#### Your objective
Rewrite the stretch of items from the start through the line containing "[130,169,142,177]", requests included. Scale every bounding-box coordinate in the answers by 2, rounding to whole numbers with halves going up.

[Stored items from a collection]

━━━━━━━━━━━━━━━━

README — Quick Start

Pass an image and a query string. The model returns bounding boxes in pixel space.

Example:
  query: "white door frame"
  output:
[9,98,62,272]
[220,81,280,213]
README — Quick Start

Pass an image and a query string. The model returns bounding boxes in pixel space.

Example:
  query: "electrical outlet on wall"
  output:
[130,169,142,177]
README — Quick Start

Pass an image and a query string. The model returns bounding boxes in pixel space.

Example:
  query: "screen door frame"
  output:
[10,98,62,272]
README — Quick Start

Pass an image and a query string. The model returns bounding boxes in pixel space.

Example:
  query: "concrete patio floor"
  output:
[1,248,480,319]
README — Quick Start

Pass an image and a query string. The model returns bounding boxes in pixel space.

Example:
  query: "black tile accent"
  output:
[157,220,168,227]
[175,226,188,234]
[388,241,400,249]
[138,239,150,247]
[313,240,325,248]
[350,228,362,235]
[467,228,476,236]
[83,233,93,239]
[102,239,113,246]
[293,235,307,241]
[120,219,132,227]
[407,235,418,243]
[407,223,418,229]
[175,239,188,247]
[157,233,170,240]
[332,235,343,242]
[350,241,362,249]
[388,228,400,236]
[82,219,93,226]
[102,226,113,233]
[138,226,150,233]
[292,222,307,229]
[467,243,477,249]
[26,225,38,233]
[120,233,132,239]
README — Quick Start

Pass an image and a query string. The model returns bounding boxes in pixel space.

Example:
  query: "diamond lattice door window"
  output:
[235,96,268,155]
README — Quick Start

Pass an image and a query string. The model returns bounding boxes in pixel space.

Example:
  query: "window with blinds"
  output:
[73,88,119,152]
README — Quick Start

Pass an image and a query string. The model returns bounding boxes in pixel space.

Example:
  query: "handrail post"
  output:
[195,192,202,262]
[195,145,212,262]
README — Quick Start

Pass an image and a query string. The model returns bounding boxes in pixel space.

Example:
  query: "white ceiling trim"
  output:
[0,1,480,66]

━━━━━━━━━━━━━━━━

#### Solution to the exercise
README — Quick Start

Pass an image and a query string. The model returns bounding boxes in pixel space.

Example:
  query: "white door frame"
  output:
[18,196,124,544]
[440,162,560,426]
README — Quick Start

Pass an image and a query string. The model returns bounding boxes in pixel space.

Example:
  query: "electrical outlet on wall"
  output:
[260,338,284,354]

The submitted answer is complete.